### TASK DIRECTIONS
Any pictures in the records below should be skipped; write out everything else exactly.

### PROVIDED RECORDS
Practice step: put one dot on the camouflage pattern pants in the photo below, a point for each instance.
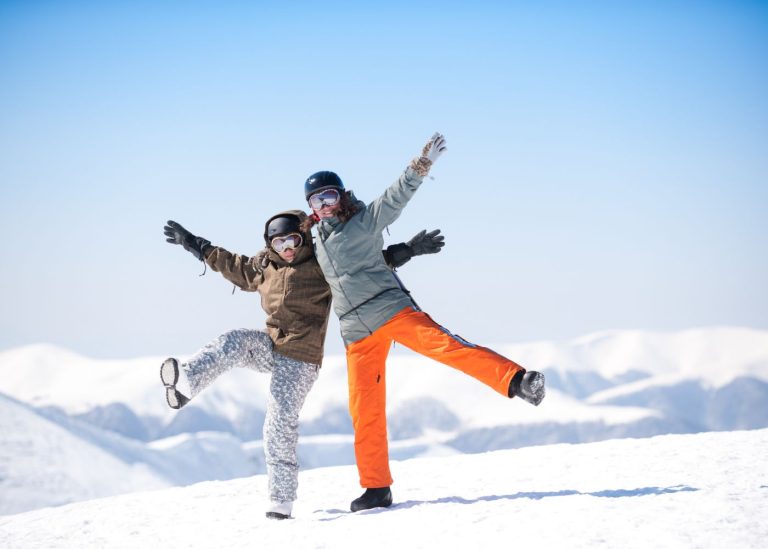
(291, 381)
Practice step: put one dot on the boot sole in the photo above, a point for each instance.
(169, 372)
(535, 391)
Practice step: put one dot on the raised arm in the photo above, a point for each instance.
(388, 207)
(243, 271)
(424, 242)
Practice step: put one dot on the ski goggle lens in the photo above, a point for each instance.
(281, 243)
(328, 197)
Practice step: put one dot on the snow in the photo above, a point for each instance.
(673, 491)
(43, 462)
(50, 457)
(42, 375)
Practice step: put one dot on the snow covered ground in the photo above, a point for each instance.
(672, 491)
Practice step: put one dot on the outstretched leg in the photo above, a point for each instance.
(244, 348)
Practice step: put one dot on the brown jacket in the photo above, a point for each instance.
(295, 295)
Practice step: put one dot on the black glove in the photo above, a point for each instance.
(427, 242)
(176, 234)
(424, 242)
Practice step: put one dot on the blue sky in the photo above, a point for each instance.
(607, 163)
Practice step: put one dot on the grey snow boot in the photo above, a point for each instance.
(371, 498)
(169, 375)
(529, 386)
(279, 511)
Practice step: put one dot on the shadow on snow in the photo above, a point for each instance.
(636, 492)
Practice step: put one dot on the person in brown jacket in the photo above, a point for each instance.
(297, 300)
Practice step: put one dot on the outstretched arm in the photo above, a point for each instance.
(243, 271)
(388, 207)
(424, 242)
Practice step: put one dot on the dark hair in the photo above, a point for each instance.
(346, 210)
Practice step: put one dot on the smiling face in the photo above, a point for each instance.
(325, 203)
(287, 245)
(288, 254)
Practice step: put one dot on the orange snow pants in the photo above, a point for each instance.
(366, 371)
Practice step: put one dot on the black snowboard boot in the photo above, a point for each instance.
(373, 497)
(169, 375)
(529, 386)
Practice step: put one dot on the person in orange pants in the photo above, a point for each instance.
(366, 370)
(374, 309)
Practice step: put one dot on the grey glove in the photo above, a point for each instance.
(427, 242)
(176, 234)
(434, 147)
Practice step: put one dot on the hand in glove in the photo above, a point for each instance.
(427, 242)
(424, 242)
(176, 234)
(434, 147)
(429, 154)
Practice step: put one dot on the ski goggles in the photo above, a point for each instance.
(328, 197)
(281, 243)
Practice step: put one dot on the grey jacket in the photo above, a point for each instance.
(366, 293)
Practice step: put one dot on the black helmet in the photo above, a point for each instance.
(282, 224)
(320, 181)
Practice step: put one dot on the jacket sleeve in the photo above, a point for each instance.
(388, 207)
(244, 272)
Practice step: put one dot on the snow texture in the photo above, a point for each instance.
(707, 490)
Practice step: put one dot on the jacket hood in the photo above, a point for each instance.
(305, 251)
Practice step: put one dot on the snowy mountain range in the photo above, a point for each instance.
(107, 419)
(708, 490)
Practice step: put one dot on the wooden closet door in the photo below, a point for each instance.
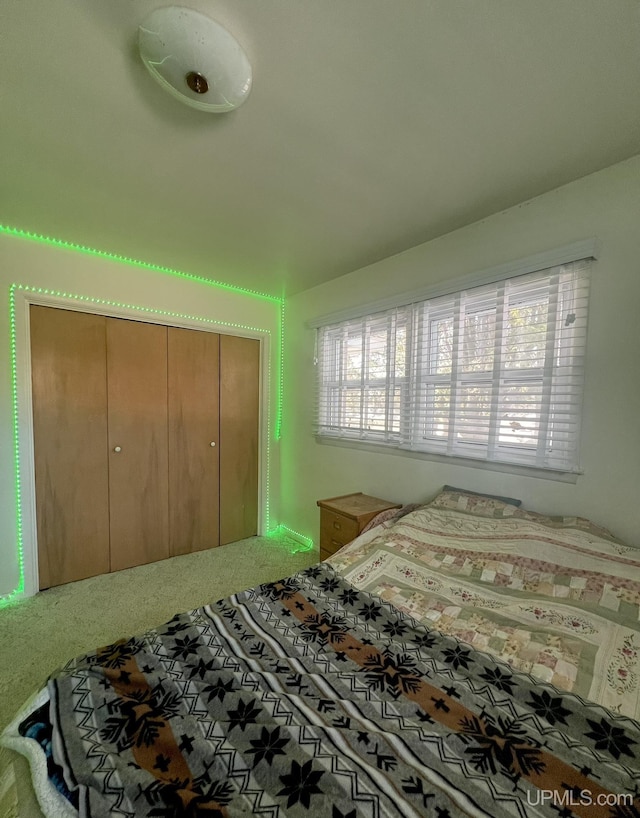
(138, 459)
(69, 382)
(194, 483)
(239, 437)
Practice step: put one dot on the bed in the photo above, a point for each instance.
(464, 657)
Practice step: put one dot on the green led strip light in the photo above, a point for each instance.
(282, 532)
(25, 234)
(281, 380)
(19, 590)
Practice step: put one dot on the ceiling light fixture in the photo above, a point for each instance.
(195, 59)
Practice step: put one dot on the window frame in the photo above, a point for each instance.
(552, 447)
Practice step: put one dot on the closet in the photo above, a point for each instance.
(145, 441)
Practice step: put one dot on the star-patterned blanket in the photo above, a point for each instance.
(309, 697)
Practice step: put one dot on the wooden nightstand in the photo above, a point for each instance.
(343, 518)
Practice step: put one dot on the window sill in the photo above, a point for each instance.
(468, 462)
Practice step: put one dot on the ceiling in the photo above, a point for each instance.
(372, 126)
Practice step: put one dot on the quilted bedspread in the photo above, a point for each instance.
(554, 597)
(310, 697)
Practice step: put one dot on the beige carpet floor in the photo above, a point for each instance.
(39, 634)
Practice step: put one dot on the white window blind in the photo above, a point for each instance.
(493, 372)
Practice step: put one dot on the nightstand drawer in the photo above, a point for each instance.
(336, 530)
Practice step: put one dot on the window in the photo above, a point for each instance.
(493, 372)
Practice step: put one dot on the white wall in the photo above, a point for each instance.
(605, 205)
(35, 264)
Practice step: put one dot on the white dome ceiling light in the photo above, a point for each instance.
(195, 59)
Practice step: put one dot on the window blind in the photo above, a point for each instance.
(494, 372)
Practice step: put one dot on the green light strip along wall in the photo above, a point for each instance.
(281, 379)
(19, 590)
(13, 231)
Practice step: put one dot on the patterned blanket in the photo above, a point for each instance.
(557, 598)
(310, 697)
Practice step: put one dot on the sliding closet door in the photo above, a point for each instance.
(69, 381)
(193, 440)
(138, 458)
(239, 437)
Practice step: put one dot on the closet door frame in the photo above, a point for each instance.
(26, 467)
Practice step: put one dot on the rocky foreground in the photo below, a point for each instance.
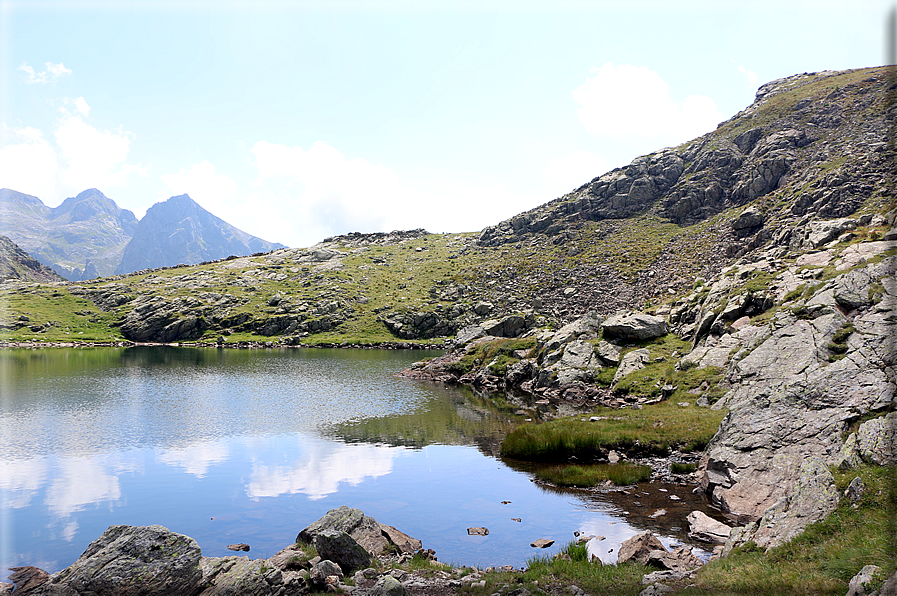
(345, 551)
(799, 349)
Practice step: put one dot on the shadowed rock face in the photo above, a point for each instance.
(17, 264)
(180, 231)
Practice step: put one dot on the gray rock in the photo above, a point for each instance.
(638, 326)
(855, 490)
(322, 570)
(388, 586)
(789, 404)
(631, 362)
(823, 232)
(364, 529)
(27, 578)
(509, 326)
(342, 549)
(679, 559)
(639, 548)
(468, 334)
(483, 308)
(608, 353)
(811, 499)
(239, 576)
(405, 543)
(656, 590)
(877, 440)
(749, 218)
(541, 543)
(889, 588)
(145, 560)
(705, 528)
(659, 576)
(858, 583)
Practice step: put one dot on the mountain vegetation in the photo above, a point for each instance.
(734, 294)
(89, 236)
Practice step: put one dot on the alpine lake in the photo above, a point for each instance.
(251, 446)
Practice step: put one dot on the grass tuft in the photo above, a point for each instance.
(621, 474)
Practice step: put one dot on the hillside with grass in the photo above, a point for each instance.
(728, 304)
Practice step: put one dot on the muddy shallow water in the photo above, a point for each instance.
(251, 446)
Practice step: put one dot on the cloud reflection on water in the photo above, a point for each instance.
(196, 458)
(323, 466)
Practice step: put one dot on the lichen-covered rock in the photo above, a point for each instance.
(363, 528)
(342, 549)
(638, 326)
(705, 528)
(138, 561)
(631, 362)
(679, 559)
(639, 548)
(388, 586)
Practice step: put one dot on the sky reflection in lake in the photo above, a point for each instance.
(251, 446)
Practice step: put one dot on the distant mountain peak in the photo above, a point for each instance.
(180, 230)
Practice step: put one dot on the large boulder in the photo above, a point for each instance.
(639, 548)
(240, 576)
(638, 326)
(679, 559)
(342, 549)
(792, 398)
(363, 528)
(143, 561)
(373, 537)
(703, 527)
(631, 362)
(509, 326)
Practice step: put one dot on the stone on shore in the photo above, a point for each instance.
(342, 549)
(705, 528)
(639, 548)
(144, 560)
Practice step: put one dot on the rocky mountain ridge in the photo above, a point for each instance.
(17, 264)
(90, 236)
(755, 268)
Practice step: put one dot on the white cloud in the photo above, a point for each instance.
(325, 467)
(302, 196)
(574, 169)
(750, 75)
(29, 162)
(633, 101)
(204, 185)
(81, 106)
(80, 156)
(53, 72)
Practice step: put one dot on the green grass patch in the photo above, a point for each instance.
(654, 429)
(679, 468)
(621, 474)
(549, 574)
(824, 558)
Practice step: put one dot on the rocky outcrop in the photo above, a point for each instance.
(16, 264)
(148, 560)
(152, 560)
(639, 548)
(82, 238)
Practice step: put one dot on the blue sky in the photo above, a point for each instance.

### FINISHED EXERCISE
Practice step: put one dot on the camouflage pattern pants in the photo below, a point for each instance.
(291, 381)
Practice step: put one dot on the boot sole in the photo above, a point for each instance.
(169, 372)
(535, 391)
Practice step: put one dot on the raised arm in the photo above, a point for each instance.
(388, 207)
(243, 271)
(424, 242)
Practice step: put one dot on the ski goggle lens in the photo above, a point for each instance.
(281, 243)
(328, 197)
Practice step: put one dot on the snow in the photo above, a point for each instance.
(673, 491)
(43, 462)
(50, 457)
(42, 375)
Practice step: put one dot on the snow covered ground in the photo above, a point for each instance.
(672, 491)
Practice step: put one dot on the outstretched leg in the photo above, a point for each instance.
(244, 348)
Practice step: put one dot on the brown jacket in the photo above, a point for each instance.
(295, 295)
Practice step: put one dot on the black glove in the photo above, a point for each instance.
(427, 242)
(176, 234)
(424, 242)
Practice step: put one dot on the blue sky in the photo above, a point for each instance.
(607, 163)
Practice step: put one dot on the grey snow boot in the photo above, a point for each instance.
(371, 498)
(169, 375)
(529, 386)
(279, 511)
Practice step: put one dot on the shadow on snow in the photo above, a point for each instance.
(636, 492)
Practice step: put one dot on the person in brown jacket in the photo above, a point for each instance.
(297, 300)
Practice step: put one dot on the outstretched arm in the photo above, a point for each instance.
(243, 271)
(388, 207)
(424, 242)
Practice step: put one dot on the dark hair in the photo above, a point for each instance.
(346, 210)
Practice step: put one dot on the smiling face in the photo above, a point for each instance.
(325, 203)
(287, 245)
(288, 254)
Practice step: put one dot on the orange snow pants in the photo above, a point for each instance.
(366, 371)
Practice step: put one dot on the black snowboard boot in the photo above, a point for each instance.
(373, 497)
(169, 375)
(529, 386)
Practice step: put one dot on the person in orange pants in the photo above, a point for each instance.
(366, 370)
(374, 309)
Practice step: put one dot on the grey glove in the photo above, a point for each instance.
(427, 242)
(176, 234)
(434, 147)
Practice step: put one dot on the hand in glove in the photo above, a point for each instance.
(427, 242)
(424, 242)
(176, 234)
(434, 147)
(429, 154)
Practice step: put one dot on the ski goggles in the photo above, a point for each instance.
(328, 197)
(281, 243)
Practice step: put one dot on the grey jacket in the photo above, a point for each instance.
(366, 293)
Practice step: put one dot on the black helmet in the photo above, a point for each instance.
(282, 224)
(320, 181)
Practice step: put one dot on the jacket sleeve in the photo above, a point for each instance.
(388, 207)
(244, 272)
Practice step: put one dot on the snow texture in the photo above, a point for each instance.
(707, 490)
Practice step: put one dot on the jacket hood in the photo above, a point for each instance.
(305, 251)
Practice step: put one dot on the snowy mountain range in the photo above, a point for each instance.
(107, 419)
(708, 490)
Practice step: put one dot on the wooden closet door in the photo below, a point for each instance.
(138, 459)
(69, 382)
(194, 483)
(239, 437)
Practice step: put one dot on the bed in the photo above, a point for each instance.
(464, 657)
Practice step: put one dot on the green led strip light in the photo above, a point for each instance.
(282, 532)
(25, 234)
(281, 380)
(19, 590)
Practice step: put one dot on the ceiling light fixture in the photo above, a point for each instance.
(195, 59)
Practice step: put one dot on the window frame in the photo above, a point for each instance.
(552, 447)
Practice step: put one dot on the closet in the photo above, a point for each instance.
(145, 441)
Practice step: put one dot on the star-patterned blanket in the photo above, a point for each instance.
(309, 697)
Practice step: put one dot on the wooden nightstand in the photo above, a point for each instance.
(343, 518)
Practice step: put one dot on the window sill in the photo above, a point for each instance.
(468, 462)
Practice step: put one dot on the ceiling in the photo above, a point for each instance.
(372, 126)
Practice step: put one dot on the quilted bedspread in the photo above, a point for each instance.
(554, 597)
(310, 697)
Practice step: put one dot on the beige carpet floor in the photo above, a point for each instance.
(39, 634)
Practice step: put one dot on the white window blind in the photo above, a point for each instance.
(493, 372)
Practice step: put one dot on the nightstand drawer in the photo above, a point for each instance.
(336, 530)
Practice step: put one dot on the window in the photo above, a point for each instance.
(493, 372)
Practice step: put one dot on the white wall in the photo above, a point for each instance.
(605, 205)
(35, 264)
Practice step: put one dot on the white dome ceiling light in the photo above, a point for each instance.
(195, 59)
Practice step: put one dot on the window blind in the photo above, a point for each instance.
(494, 372)
Practice step: put one dot on the green light strip along wall in the photo above, a point for each instance.
(281, 379)
(19, 590)
(13, 231)
Practice step: put one dot on the patterned blanket in the photo above, a point for each instance.
(557, 598)
(310, 697)
Practice step: put one dot on the sliding closet door in the photo above, a point for each instance.
(69, 381)
(193, 440)
(138, 458)
(239, 437)
Practice step: put one dot on the closet door frame in the photo above, a point for each instance.
(26, 467)
Practice step: put one dot on the rocky foreground in the photo below, a point for each instance.
(345, 551)
(799, 349)
Practice step: put one dot on the shadowed rock face in the photo above, a point for each instance.
(17, 264)
(180, 231)
Practice step: put one dot on the gray rock in the photo above, a point for each instance.
(638, 326)
(855, 490)
(322, 570)
(388, 586)
(789, 404)
(631, 362)
(823, 232)
(364, 529)
(27, 578)
(509, 326)
(342, 549)
(679, 559)
(639, 548)
(468, 334)
(483, 308)
(608, 353)
(811, 499)
(239, 576)
(405, 543)
(656, 590)
(877, 440)
(749, 218)
(541, 543)
(889, 588)
(145, 560)
(705, 528)
(659, 576)
(858, 583)
Practice step: put one dot on the mountain vegetation in the photo above, a point for each instance.
(734, 294)
(89, 236)
Practice step: put one dot on the alpine lake in the photo above, a point for each instance.
(251, 446)
Practice step: put one dot on the grass tuft in the photo above, a point for each instance.
(621, 474)
Practice step: put one dot on the hillside with grass in the photo above, a point for each instance.
(728, 304)
Practice step: put one dot on the muddy shallow water in the photo above, a point for each instance.
(251, 446)
Practice step: put one dot on the cloud reflection on water in the photo above, a point for each instance.
(196, 458)
(323, 466)
Practice step: put one dot on the lichen-covered rock in the photo above, a point for each instance.
(363, 528)
(342, 549)
(638, 326)
(705, 528)
(138, 561)
(631, 362)
(679, 559)
(639, 548)
(388, 586)
Practice step: put one dot on the sky reflection in lake in the photo above, a point for each instance.
(251, 446)
Practice step: put one dot on the distant mountain peak in the photo above, a point for each instance.
(180, 230)
Practice step: put one dot on the large boulder in the photo above, a point for each instance.
(639, 548)
(240, 576)
(638, 326)
(679, 559)
(342, 549)
(792, 398)
(363, 528)
(143, 561)
(373, 537)
(703, 527)
(631, 362)
(509, 326)
Practice step: put one dot on the stone on shore in the photo above, a point for each instance.
(342, 549)
(705, 528)
(639, 548)
(144, 560)
Practice step: put one dot on the rocky mountain ridge in the photo above, a point for each instance.
(17, 264)
(90, 236)
(755, 268)
Practice step: put one dot on the white cloud in the photo above, a point for each instance.
(325, 467)
(302, 196)
(574, 169)
(750, 75)
(29, 162)
(633, 101)
(204, 185)
(81, 106)
(80, 156)
(53, 72)
Practice step: put one dot on the green grass patch in the photo above, a point for each instance.
(654, 429)
(679, 468)
(621, 474)
(549, 574)
(824, 558)
Practice step: put one dot on the rocky outcrop in the photo above, a point for each instance.
(16, 264)
(148, 560)
(152, 560)
(639, 548)
(82, 238)
Practice step: put one dot on the blue sky in the photo above, a point for each instance.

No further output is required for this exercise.